Only a number is expected here: the count of lines in the data that contain "emblem".

◆ **INFORMATION GIVEN**
▬▬▬▬▬▬▬▬▬▬

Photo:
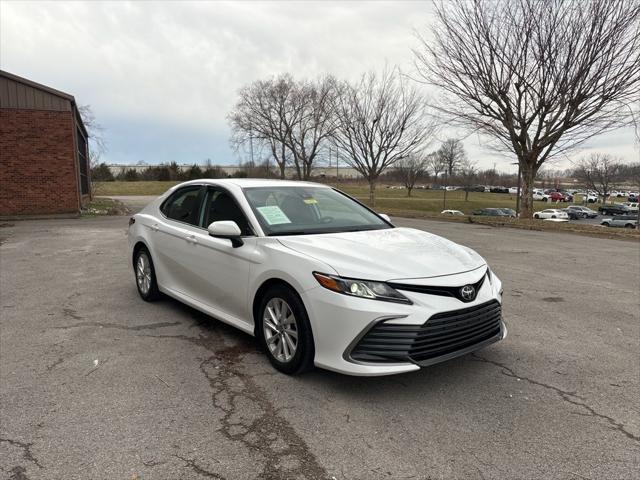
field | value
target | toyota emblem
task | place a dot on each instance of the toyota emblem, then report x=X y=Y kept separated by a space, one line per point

▬▬▬▬▬▬▬▬▬▬

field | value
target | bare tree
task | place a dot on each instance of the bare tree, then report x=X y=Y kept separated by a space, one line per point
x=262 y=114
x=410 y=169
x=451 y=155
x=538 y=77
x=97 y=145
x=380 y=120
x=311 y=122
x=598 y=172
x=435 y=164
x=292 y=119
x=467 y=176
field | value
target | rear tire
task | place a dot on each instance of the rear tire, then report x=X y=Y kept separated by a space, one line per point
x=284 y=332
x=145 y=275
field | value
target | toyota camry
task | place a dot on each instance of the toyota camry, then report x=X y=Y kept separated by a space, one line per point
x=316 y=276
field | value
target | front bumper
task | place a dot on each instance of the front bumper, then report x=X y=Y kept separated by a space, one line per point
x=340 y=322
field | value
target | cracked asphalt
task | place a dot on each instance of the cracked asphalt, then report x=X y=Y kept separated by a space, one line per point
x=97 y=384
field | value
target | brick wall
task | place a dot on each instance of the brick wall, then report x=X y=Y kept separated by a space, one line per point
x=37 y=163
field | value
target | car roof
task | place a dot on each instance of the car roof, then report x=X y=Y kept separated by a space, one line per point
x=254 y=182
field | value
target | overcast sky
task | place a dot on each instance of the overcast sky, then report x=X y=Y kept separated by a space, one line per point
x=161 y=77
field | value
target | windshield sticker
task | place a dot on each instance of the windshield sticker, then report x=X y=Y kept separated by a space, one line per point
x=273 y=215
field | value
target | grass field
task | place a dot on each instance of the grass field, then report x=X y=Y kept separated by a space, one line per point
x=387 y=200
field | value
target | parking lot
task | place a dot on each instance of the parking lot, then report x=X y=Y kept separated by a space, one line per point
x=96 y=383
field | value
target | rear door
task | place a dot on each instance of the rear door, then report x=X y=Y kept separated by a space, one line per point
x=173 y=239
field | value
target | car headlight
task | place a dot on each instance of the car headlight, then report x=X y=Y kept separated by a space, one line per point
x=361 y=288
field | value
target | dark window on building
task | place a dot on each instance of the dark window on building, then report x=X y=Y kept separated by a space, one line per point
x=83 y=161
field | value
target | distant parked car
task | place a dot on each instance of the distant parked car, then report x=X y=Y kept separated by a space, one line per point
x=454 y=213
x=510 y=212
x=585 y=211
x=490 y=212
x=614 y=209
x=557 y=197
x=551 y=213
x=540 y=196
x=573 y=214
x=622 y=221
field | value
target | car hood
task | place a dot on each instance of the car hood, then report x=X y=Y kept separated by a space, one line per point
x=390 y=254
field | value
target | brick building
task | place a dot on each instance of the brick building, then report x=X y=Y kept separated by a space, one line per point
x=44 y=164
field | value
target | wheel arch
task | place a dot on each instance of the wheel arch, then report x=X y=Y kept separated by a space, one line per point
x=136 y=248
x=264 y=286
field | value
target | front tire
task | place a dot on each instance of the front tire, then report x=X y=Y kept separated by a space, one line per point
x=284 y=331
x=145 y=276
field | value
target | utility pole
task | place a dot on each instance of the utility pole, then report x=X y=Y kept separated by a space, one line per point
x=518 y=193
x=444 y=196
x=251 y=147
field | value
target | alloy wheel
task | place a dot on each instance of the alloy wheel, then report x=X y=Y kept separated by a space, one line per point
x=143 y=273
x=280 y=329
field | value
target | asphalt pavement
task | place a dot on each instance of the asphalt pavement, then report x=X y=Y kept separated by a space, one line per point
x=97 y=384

▬▬▬▬▬▬▬▬▬▬

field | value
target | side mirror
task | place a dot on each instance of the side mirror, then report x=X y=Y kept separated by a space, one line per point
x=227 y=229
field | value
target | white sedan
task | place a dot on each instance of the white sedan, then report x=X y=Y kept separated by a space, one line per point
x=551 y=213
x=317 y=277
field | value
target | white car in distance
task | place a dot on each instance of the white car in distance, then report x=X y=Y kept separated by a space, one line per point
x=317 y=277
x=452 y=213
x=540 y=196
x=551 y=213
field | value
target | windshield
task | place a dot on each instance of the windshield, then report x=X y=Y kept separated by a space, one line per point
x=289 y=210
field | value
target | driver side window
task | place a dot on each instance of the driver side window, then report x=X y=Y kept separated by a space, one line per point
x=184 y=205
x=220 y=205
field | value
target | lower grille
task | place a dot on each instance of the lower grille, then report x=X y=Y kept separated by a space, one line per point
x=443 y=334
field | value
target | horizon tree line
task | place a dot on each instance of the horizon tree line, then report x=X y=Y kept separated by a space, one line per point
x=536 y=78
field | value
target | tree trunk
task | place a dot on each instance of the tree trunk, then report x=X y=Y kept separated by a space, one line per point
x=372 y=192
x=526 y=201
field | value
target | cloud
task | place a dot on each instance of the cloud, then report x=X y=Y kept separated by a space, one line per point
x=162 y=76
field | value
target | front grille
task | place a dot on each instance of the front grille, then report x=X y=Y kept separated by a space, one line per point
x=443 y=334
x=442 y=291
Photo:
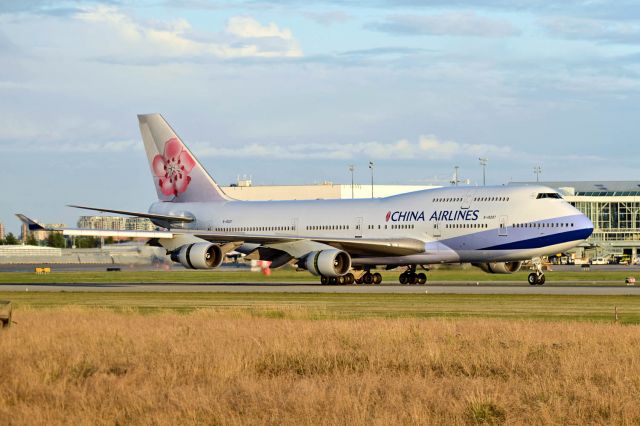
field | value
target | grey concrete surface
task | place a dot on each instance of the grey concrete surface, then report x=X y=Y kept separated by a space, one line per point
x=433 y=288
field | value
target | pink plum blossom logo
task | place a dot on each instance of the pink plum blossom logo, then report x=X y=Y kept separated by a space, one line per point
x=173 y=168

▬▬▬▬▬▬▬▬▬▬

◆ **PROBLEM SOLUTION**
2